Work request 1:
Copy word for word the part of the G Suite pricing text that begins at the words "Two Google partners—one" and ends after "reasonable, he said.".
Work request 2:
Summarize the G Suite pricing text in two sentences.

═══ Study text

G Suite (previously called Google Apps) has expanded its capabilities in more than a decade on the market. The Basic SKU now contains five separate apps, and more than a dozen G Suite services have been released in that time. The platform has expanded storage and been infused with artificial intelligence and security, she said.

While Google saw those upgrades as justifying a higher price, the Mountain View, Calif.-based cloud provider tried to be thoughtful in its approach to implementing it, Gearhart told CRN.

That approach included a multi-month process of consulting with its largest partners about details, positioning and messaging, she said.

Two Google partners—one in Europe and the other in North America—told CRN that most customers understand the motivation behind the price hike, and they're more concerned about how those products continue to transform their businesses.

Michael Walther, managing director at Wabion, a Google partner based in Germany, said Google did a good job of informing partners of the upcoming increase with enough time to think about their strategy and provide customers plenty of notice.

The increase of 20 percent for month-to-month G Suite Basic and Business subscriptions might sound high, but in the context of so many years of product upgrades without any pricing change, it's entirely reasonable, he said.

"Ten years ago, customers paid the same as they do now, and mostly got an email system," Walther told CRN. "Now you get a compete communication platform."

Walther said none of his customers responded to news of the price increase by saying it was too much or threatening to walk away from the product.

"If you have good communication and can explain to customers why it's happening, they will understand," he said.

"Obviously, the economics and price to the customers is an extremely important part of the relationship," said Jason Lee, a founding partner of Chicago-headquartered Google partner Maven Wave.

"Anything like this has to be properly positioned and understood by the customer. We certainly don’t take it lightly from that standpoint," Lee told CRN. But the price increase has been structured, prepared and coordinated, empowering partners to address customer concerns right away.

And customers are choosing G Suite not based on price, but because they want ongoing innovation that's "connected to the DNA of this new cloud culture," he said.

Customers are highly attuned to the value conversation, which is at the forefront of the mission they're pushing in their organizations, Lee said.

Economics is always important, but "we're getting a much more-focused value conversation than a price conversation," Lee said. "That was the nature of the discussion about the reason of the price increase as Google approached us in the channel."

══════
═══ Excerpted records

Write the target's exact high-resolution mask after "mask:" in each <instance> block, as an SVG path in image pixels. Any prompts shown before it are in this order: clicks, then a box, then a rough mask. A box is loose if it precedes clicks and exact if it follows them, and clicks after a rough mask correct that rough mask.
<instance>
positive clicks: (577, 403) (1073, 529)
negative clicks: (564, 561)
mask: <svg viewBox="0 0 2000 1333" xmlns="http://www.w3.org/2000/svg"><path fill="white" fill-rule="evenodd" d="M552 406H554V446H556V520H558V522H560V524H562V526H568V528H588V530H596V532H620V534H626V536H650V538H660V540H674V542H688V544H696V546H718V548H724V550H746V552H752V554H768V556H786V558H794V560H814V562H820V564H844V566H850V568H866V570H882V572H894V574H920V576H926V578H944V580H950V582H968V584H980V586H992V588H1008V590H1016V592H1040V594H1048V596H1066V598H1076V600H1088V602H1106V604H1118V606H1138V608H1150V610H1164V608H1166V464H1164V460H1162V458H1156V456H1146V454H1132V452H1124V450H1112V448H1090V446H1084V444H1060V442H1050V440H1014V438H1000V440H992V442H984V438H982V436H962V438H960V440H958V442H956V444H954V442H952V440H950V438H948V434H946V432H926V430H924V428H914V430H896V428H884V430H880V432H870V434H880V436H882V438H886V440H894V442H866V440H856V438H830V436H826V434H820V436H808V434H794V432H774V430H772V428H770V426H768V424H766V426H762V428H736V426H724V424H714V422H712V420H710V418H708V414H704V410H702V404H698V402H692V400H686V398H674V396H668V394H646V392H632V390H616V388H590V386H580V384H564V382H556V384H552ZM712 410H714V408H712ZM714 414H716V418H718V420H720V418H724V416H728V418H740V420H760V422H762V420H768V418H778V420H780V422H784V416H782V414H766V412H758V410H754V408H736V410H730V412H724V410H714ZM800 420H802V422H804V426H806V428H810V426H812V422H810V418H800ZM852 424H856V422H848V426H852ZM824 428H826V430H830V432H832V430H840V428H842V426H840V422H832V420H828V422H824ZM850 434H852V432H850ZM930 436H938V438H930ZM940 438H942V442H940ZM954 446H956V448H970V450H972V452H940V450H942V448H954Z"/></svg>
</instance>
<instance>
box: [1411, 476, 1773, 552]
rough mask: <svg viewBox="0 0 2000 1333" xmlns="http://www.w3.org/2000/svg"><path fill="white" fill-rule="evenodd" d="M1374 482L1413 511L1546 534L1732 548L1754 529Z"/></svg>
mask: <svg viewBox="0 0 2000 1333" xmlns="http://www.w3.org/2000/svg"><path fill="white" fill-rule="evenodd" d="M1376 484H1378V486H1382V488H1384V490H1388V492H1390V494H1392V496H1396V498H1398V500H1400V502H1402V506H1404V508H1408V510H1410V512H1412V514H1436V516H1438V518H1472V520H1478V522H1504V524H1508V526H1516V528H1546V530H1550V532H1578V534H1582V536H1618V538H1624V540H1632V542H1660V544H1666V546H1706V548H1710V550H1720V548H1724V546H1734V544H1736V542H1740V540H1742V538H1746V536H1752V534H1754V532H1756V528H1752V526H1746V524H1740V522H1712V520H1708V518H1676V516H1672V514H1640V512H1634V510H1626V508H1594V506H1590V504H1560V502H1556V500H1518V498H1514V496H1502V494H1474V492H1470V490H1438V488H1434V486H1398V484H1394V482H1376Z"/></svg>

══════

Result 1:
Two Google partners—one in Europe and the other in North America—told CRN that most customers understand the motivation behind the price hike, and they're more concerned about how those products continue to transform their businesses.

Michael Walther, managing director at Wabion, a Google partner based in Germany, said Google did a good job of informing partners of the upcoming increase with enough time to think about their strategy and provide customers plenty of notice.

The increase of 20 percent for month-to-month G Suite Basic and Business subscriptions might sound high, but in the context of so many years of product upgrades without any pricing change, it's entirely reasonable, he said.

Result 2:
G Suite has added apps, services, storage, artificial intelligence and security over more than a decade, and Google spent months consulting its largest partners before raising the price. Partners at Wabion and Maven Wave told CRN that most customers understand the 20 percent increase for month-to-month Basic and Business subscriptions and focus more on value and ongoing innovation than on price.